##### Exercise materials
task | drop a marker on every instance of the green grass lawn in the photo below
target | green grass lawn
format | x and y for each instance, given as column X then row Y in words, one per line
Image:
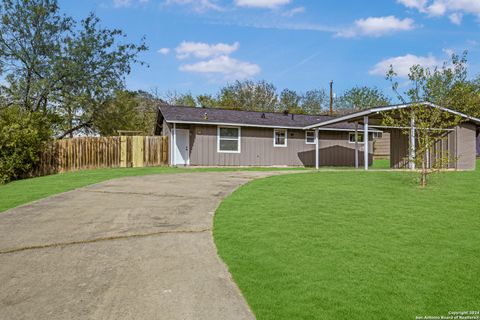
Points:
column 23, row 191
column 354, row 245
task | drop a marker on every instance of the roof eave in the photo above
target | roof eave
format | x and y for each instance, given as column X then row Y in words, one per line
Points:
column 360, row 114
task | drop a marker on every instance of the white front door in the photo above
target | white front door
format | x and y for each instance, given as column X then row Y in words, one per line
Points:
column 182, row 138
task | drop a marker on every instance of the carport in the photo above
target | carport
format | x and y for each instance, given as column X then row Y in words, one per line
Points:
column 459, row 142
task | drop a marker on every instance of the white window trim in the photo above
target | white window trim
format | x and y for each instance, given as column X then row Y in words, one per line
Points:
column 306, row 140
column 377, row 135
column 360, row 140
column 239, row 139
column 286, row 138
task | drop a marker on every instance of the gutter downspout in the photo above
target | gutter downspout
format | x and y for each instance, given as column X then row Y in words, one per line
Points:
column 174, row 141
column 317, row 160
column 365, row 141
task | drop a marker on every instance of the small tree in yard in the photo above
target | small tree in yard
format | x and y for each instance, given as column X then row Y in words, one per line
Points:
column 438, row 86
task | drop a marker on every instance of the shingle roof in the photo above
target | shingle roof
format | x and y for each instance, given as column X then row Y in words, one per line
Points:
column 251, row 118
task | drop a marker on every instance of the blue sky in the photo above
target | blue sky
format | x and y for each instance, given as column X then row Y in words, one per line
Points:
column 198, row 46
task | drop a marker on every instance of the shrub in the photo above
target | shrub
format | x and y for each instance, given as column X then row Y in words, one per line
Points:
column 23, row 136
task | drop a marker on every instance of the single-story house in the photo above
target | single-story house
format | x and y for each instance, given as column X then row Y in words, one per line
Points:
column 221, row 137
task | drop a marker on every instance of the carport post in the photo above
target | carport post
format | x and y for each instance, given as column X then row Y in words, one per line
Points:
column 317, row 162
column 411, row 158
column 365, row 141
column 356, row 144
column 174, row 143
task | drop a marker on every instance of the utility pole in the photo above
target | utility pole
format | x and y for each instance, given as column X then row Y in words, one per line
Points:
column 331, row 98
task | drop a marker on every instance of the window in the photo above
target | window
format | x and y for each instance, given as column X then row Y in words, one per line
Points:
column 351, row 137
column 310, row 137
column 377, row 135
column 280, row 137
column 228, row 139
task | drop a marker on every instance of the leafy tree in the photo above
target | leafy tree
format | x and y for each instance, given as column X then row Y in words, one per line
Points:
column 180, row 99
column 437, row 85
column 359, row 98
column 207, row 101
column 290, row 101
column 23, row 135
column 314, row 101
column 129, row 111
column 53, row 63
column 249, row 95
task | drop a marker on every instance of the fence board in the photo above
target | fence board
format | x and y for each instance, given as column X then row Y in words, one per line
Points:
column 102, row 152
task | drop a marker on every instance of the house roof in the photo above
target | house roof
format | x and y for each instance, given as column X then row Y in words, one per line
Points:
column 377, row 110
column 181, row 114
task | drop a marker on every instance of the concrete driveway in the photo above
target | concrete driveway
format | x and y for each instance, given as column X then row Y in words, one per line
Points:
column 132, row 248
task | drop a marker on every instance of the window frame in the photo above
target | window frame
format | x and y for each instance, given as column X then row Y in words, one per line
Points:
column 275, row 145
column 306, row 136
column 377, row 135
column 360, row 137
column 239, row 149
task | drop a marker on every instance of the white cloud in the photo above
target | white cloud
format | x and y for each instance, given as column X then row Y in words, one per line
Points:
column 128, row 3
column 414, row 4
column 401, row 65
column 455, row 8
column 269, row 4
column 294, row 11
column 164, row 51
column 122, row 3
column 456, row 18
column 204, row 50
column 378, row 26
column 197, row 5
column 224, row 65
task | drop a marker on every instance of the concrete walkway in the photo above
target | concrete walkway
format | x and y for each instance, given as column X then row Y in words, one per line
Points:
column 133, row 248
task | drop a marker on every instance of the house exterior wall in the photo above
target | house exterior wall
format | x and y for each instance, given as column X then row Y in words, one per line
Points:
column 458, row 145
column 381, row 146
column 478, row 144
column 257, row 149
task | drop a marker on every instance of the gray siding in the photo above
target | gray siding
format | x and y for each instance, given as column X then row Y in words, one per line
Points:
column 257, row 149
column 381, row 146
column 478, row 144
column 458, row 145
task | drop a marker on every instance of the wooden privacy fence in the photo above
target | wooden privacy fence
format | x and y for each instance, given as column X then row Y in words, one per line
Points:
column 103, row 152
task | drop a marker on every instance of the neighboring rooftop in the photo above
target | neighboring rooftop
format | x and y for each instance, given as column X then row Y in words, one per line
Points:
column 181, row 114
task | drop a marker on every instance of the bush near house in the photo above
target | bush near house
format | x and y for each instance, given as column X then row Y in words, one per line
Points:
column 22, row 137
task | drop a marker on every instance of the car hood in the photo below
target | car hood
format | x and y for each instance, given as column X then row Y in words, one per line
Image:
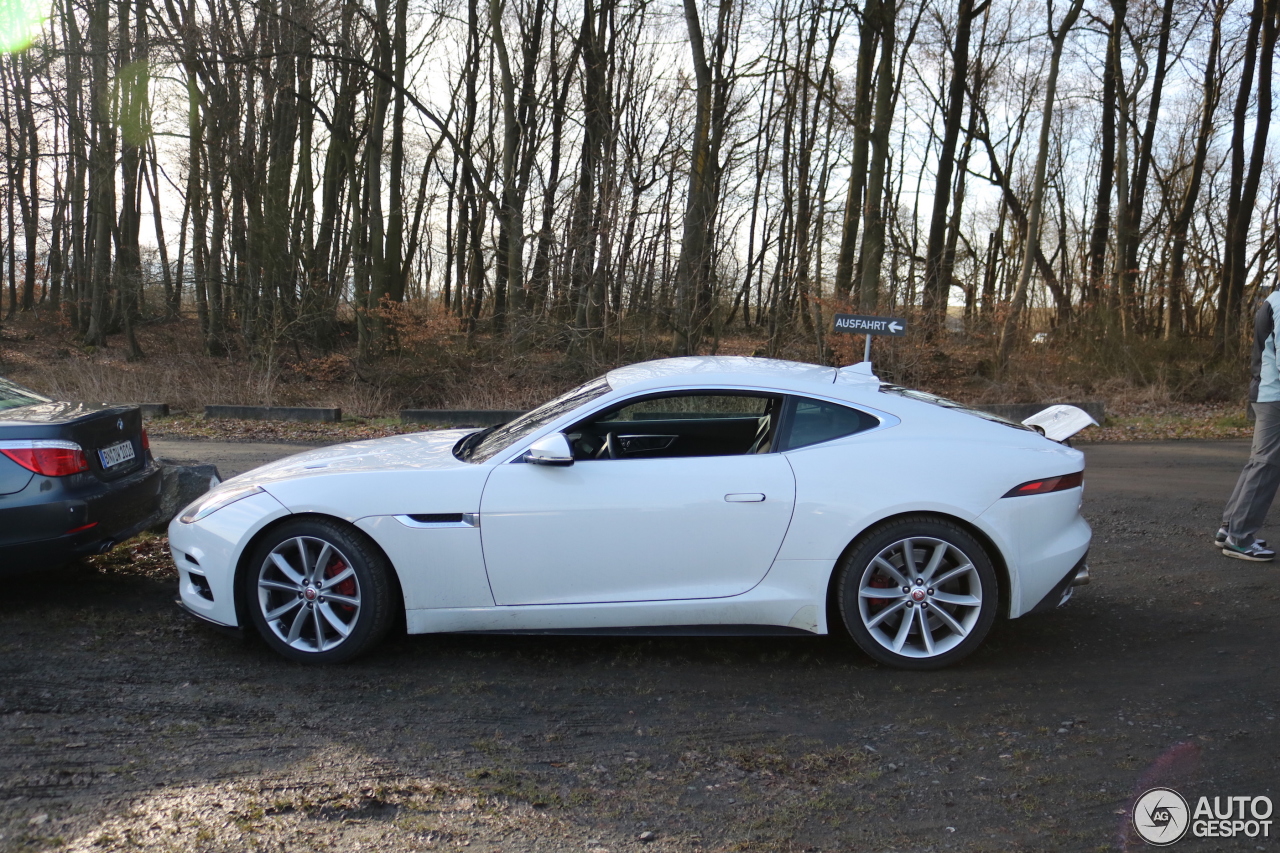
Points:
column 412, row 452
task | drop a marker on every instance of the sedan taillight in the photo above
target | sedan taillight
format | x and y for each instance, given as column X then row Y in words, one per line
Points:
column 49, row 457
column 1048, row 484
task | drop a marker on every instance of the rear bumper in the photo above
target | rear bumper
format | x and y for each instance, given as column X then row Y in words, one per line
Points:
column 1061, row 591
column 100, row 516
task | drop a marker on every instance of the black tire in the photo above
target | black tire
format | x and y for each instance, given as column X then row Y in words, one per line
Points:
column 946, row 621
column 319, row 611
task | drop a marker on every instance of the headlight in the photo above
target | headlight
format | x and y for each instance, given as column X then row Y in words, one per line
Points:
column 216, row 500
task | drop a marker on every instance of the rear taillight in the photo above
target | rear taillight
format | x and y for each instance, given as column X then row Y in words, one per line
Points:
column 1048, row 484
column 49, row 457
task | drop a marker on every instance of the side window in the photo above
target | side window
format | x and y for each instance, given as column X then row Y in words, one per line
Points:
column 694, row 424
column 814, row 422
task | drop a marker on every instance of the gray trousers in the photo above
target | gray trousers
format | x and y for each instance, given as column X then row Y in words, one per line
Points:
column 1251, row 500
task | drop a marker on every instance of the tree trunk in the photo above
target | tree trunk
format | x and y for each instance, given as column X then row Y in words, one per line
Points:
column 1033, row 215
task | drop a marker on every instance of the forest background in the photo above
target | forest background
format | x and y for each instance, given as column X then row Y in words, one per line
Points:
column 478, row 203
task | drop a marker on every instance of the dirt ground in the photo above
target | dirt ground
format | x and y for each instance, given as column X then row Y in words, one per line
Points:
column 126, row 726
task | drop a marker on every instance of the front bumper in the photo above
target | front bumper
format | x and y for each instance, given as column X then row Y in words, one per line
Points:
column 208, row 552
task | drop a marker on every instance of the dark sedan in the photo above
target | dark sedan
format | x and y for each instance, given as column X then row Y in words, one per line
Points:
column 74, row 478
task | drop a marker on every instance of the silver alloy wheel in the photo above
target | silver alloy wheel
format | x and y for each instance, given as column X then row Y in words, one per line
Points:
column 309, row 594
column 919, row 597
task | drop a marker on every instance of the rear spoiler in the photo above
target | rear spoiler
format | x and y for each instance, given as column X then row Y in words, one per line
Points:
column 1059, row 423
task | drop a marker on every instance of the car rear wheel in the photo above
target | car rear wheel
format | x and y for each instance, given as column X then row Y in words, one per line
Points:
column 319, row 592
column 918, row 593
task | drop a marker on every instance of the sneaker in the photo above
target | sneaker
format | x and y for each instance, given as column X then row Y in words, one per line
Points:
column 1220, row 538
column 1253, row 552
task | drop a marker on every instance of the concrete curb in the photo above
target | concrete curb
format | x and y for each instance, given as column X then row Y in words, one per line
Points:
column 458, row 416
column 275, row 413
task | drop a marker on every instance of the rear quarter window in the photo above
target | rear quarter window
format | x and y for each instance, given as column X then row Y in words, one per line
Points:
column 817, row 420
column 13, row 396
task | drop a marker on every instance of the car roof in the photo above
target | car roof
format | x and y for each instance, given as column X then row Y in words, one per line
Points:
column 695, row 370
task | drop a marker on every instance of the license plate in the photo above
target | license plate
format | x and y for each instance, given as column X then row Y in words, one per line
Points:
column 115, row 454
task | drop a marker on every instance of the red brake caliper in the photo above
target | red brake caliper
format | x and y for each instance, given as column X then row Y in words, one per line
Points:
column 347, row 587
column 880, row 582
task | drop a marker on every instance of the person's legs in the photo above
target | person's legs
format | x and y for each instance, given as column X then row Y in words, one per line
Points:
column 1256, row 488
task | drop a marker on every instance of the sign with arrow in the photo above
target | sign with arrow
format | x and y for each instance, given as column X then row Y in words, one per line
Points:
column 856, row 324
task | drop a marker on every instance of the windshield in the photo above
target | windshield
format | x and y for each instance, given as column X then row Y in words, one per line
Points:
column 950, row 404
column 488, row 443
column 13, row 395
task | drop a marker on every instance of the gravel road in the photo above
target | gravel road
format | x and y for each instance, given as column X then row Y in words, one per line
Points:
column 123, row 726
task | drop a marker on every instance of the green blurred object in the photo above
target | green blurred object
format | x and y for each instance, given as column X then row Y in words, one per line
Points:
column 19, row 23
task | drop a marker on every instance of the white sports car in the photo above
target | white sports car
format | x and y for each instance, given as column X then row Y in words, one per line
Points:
column 681, row 496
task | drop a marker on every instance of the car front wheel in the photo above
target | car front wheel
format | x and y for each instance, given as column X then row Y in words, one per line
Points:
column 318, row 592
column 918, row 593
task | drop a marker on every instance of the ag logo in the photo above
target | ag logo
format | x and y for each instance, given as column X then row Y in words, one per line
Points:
column 1161, row 816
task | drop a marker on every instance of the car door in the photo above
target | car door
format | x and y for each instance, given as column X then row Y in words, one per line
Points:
column 653, row 524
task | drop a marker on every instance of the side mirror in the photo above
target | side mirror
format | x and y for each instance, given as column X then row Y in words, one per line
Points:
column 551, row 450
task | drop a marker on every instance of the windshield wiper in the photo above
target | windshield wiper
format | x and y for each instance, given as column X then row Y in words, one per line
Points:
column 467, row 446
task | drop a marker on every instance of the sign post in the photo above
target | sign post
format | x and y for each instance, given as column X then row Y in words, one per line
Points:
column 894, row 327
##########
> [Directive]:
Put the listing as a JSON list of strings, one string per line with blank lines dropped, from its first line up to and including the line with "column 198, row 46". Leave out the pictures.

> [Response]:
[
  "task | drop a marker on every instance of the green grass lawn in the photo below",
  "target | green grass lawn",
  "format | x and y for each instance, given as column X then row Y in words, one per line",
  "Image:",
  "Points:",
  "column 23, row 191",
  "column 354, row 245",
  "task | drop a marker on every instance of the roof eave in the photo above",
  "target | roof eave",
  "format | x and y for each instance, given as column X then row Y in words, one per line",
  "Points:",
  "column 360, row 114",
  "task | drop a marker on every instance of the white front door in the photo above",
  "target | white front door",
  "format | x and y for each instance, given as column X then row Y in words, one per line",
  "Points:",
  "column 182, row 138",
  "task | drop a marker on every instance of the carport in the photo above",
  "target | carport",
  "format | x and y for each instance, given as column X then row Y in words, one per line",
  "Points:",
  "column 459, row 142",
  "task | drop a marker on every instance of the white window trim in the photo above",
  "target | white window trim",
  "format | x and y for each instance, given as column X then row Y in words, one per line",
  "Points:",
  "column 306, row 140",
  "column 377, row 135",
  "column 360, row 140",
  "column 239, row 139",
  "column 286, row 138",
  "task | drop a marker on every instance of the gutter downspout in the photo above",
  "target | gutter downspout",
  "format | x and y for each instance, given as column X then row Y in words, one per line",
  "Points:",
  "column 174, row 141",
  "column 317, row 160",
  "column 365, row 141",
  "task | drop a marker on every instance of the small tree in yard in the photo above",
  "target | small tree in yard",
  "format | x and y for each instance, given as column X then row Y in words, one per line",
  "Points:",
  "column 438, row 86",
  "task | drop a marker on every instance of the shingle roof in the photo above",
  "target | shingle roof",
  "format | x and y for each instance, given as column X then row Y in words, one per line",
  "Points:",
  "column 251, row 118",
  "task | drop a marker on every instance of the blue sky in the photo above",
  "target | blue sky",
  "format | x and y for each instance, given as column X then row Y in words, one per line",
  "Points:",
  "column 198, row 46"
]